= Uniform space =

Topological space with a notion of uniform properties

In the mathematical field of topology, a uniform space is a set with additional structure that is used to define uniform properties, such as completeness, uniform continuity and uniform convergence. Uniform spaces generalize metric spaces and topological groups, but the concept is designed to formulate the weakest axioms needed for most proofs in analysis.

In addition to the usual properties of a topological structure, in a uniform space one formalizes the notions of relative closeness and closeness of points. In other words, ideas like "x is closer to a than y is to b" make sense in uniform spaces. By comparison, in a general topological space, given sets A,B it is meaningful to say that a point x is arbitrarily close to A (i.e., in the closure of A), or perhaps that A is a smaller neighborhood of x than B, but notions of closeness of points and relative closeness are not described well by topological structure alone.

==Definition==
There are three equivalent definitions for a uniform space. They all consist of a space equipped with a uniform structure.

===Entourage definition===

This definition adapts the presentation of a topological space in terms of neighborhood systems. A nonempty collection $\Phi$ of subsets of $X \times X$ is a uniform structure (or a uniformity) if it satisfies the following axioms:
1. If $U\in\Phi$ then $\Delta \subseteq U,$ where $\Delta = \{(x,x) : x \in X\}$ is the diagonal on $X \times X.$
2. If $U\in\Phi$ and $U \subseteq V \subseteq X \times X$ then $V\in\Phi.$
3. If $U\in\Phi$ and $V\in\Phi$ then $U \cap V \in \Phi.$
4. If $U\in\Phi$ then there is some $V \in\Phi$ such that $V \circ V \subseteq U$, where $V \circ V$ denotes the composite of $V$ with itself. The composite of two subsets $V$ and $U$ of $X \times X$ is defined by $$V \circ U = \{(x,z) ~:~ \text{ there exists } y \in X \, \text{ such that } \, (x,y) \in U \wedge (y,z) \in V \,\}.$$
5. If $U\in\Phi$ then $U^{-1} \in \Phi,$ where $U^{-1} = \{(y,x) : (x,y)\in U\}$ is the inverse of $U.$

The non-emptiness of $\Phi$ taken together with (2) and (3) states that $\Phi$ is a filter on $X \times X.$ If the last property is omitted we call the space quasiuniform. An element $U$ of $\Phi$ is called a vicinity or entourage from the French word for surroundings.

**Aim of the exercise**
Copy the uniform space article from "In addition to" up to and including "a uniform structure.", swapping in "comparative closeness" wherever "relative closeness" appears. Work from the uniform space article alone.

**Material supplied**
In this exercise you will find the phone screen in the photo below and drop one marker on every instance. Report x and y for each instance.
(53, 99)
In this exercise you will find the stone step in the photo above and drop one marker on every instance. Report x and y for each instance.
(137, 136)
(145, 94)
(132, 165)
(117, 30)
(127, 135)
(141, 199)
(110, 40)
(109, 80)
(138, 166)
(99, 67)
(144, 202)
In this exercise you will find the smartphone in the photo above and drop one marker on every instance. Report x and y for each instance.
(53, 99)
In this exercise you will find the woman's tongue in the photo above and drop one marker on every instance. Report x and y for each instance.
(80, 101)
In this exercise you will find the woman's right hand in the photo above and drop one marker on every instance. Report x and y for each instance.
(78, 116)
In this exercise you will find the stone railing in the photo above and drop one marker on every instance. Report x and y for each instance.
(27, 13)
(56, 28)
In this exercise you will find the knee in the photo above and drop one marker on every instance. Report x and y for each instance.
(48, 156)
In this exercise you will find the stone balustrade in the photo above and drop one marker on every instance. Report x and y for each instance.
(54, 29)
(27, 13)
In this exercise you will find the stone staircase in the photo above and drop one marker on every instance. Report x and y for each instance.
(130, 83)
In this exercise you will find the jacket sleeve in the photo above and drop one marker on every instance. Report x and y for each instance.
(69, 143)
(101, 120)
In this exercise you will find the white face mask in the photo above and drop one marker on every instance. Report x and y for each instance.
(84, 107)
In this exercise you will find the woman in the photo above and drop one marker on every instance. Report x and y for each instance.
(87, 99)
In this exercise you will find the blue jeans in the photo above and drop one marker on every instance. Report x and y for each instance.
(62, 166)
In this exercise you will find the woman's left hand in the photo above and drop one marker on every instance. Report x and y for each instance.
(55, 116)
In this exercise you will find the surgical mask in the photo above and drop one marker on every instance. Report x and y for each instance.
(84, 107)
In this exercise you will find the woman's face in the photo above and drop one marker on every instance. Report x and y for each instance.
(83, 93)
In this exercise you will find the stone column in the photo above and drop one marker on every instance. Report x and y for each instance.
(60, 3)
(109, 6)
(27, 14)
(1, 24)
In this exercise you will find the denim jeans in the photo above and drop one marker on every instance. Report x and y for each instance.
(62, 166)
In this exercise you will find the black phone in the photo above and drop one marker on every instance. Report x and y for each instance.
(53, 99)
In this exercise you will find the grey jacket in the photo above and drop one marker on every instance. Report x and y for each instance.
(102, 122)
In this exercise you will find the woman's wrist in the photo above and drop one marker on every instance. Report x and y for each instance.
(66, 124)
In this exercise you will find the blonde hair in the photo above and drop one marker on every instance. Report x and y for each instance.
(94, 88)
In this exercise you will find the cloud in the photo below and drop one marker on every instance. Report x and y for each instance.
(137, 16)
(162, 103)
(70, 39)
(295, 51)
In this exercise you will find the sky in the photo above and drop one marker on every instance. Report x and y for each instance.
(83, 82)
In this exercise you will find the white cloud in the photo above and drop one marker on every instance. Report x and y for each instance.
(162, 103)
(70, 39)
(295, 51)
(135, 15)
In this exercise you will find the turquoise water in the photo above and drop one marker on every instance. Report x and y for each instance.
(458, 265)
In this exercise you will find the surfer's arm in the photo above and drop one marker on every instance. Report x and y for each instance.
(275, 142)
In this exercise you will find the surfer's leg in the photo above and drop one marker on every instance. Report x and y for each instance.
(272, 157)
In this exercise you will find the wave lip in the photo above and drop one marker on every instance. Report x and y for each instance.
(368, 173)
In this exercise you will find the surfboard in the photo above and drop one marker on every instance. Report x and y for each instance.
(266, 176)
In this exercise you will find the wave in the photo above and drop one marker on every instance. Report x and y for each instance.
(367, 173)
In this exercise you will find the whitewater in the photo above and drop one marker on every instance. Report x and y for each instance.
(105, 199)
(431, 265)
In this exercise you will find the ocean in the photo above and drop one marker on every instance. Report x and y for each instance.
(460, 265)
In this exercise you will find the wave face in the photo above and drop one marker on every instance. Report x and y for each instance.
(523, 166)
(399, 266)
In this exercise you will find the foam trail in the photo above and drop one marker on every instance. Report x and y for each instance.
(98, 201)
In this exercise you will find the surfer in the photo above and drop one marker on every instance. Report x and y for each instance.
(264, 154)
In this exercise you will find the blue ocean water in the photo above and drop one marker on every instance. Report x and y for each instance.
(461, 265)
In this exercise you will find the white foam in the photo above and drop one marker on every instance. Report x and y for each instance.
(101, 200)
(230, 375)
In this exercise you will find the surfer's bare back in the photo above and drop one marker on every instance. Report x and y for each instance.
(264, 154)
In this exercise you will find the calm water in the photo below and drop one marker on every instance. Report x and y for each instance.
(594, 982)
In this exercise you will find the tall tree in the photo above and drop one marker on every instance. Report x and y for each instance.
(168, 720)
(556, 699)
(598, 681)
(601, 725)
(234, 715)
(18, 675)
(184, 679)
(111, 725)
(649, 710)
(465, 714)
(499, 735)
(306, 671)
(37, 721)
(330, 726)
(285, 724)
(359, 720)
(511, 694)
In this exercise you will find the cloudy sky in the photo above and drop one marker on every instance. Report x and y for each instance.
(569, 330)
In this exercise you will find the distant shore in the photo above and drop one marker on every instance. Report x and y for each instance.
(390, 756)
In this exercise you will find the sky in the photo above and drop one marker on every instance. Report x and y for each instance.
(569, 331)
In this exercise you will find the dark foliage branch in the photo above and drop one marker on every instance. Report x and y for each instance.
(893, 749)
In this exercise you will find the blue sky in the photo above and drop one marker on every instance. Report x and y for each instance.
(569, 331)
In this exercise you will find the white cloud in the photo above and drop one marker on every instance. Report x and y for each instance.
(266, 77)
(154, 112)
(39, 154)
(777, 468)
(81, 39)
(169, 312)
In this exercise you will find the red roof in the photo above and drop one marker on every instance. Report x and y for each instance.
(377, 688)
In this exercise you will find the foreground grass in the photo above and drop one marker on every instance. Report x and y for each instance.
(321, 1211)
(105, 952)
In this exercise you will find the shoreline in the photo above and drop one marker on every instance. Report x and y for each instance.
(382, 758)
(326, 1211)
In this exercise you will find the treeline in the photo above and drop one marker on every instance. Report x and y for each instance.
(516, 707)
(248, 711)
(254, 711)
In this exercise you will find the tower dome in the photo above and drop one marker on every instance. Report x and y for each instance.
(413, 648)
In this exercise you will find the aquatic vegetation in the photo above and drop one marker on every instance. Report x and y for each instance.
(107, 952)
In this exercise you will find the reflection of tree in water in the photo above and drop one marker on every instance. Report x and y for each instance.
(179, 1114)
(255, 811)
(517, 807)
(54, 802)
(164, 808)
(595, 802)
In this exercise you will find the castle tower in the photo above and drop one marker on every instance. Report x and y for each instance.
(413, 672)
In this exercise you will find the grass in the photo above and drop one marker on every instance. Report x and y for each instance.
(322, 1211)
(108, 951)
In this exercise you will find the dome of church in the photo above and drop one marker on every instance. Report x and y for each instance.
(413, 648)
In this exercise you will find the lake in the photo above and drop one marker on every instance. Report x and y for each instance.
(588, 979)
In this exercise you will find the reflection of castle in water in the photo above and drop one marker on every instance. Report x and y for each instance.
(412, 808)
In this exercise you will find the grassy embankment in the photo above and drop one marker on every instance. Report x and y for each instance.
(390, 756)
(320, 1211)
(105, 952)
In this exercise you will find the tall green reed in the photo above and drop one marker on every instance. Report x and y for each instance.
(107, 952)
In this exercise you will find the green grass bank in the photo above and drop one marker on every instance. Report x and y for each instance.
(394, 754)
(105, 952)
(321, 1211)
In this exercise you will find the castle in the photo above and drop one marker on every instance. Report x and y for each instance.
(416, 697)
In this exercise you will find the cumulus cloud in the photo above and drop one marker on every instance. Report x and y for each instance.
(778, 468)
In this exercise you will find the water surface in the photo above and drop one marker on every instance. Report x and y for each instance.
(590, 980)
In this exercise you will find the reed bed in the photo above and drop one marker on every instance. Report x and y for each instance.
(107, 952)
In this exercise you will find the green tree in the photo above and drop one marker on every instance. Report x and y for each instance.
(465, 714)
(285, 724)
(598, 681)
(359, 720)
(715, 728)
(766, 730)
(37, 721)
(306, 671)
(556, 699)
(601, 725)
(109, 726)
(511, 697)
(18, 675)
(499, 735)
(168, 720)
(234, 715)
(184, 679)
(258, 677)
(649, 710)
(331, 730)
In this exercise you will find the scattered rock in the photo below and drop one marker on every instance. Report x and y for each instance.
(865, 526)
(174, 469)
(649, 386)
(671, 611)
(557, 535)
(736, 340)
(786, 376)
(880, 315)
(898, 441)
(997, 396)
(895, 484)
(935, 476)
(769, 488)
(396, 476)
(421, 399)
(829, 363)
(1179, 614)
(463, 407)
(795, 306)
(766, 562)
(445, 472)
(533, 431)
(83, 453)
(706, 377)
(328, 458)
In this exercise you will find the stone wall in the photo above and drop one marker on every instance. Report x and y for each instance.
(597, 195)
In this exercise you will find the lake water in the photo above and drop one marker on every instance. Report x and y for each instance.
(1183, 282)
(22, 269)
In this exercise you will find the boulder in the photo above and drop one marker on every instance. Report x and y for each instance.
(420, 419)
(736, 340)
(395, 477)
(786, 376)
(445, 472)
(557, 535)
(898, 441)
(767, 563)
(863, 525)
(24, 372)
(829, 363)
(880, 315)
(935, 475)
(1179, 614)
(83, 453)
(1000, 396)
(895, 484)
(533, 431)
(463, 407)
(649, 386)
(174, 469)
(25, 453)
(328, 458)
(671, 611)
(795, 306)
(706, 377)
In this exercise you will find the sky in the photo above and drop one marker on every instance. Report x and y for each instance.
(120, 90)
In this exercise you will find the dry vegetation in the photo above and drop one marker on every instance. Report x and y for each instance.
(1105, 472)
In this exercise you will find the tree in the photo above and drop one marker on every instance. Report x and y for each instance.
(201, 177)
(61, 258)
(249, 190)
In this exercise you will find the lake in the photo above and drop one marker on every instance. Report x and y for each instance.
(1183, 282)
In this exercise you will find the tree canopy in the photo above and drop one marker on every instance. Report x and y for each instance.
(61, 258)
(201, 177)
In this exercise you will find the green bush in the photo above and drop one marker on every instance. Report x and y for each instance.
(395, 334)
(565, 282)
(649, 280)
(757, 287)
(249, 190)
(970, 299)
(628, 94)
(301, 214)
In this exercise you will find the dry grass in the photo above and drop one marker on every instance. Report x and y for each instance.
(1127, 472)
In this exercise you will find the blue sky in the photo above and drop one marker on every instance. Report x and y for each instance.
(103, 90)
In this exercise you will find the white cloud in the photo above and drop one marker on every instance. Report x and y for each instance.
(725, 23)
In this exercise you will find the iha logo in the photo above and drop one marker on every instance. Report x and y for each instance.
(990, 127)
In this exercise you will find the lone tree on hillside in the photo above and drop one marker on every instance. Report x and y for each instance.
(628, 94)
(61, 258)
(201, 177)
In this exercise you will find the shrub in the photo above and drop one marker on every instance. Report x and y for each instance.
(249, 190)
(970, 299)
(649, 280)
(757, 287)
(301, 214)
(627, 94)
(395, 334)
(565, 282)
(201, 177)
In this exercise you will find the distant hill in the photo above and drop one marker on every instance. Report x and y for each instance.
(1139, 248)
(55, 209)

**Task answer**
In addition to the usual properties of a topological structure, in a uniform space one formalizes the notions of comparative closeness and closeness of points. In other words, ideas like "x is closer to a than y is to b" make sense in uniform spaces. By comparison, in a general topological space, given sets A,B it is meaningful to say that a point x is arbitrarily close to A (i.e., in the closure of A), or perhaps that A is a smaller neighborhood of x than B, but notions of closeness of points and comparative closeness are not described well by topological structure alone.

==Definition==
There are three equivalent definitions for a uniform space. They all consist of a space equipped with a uniform structure.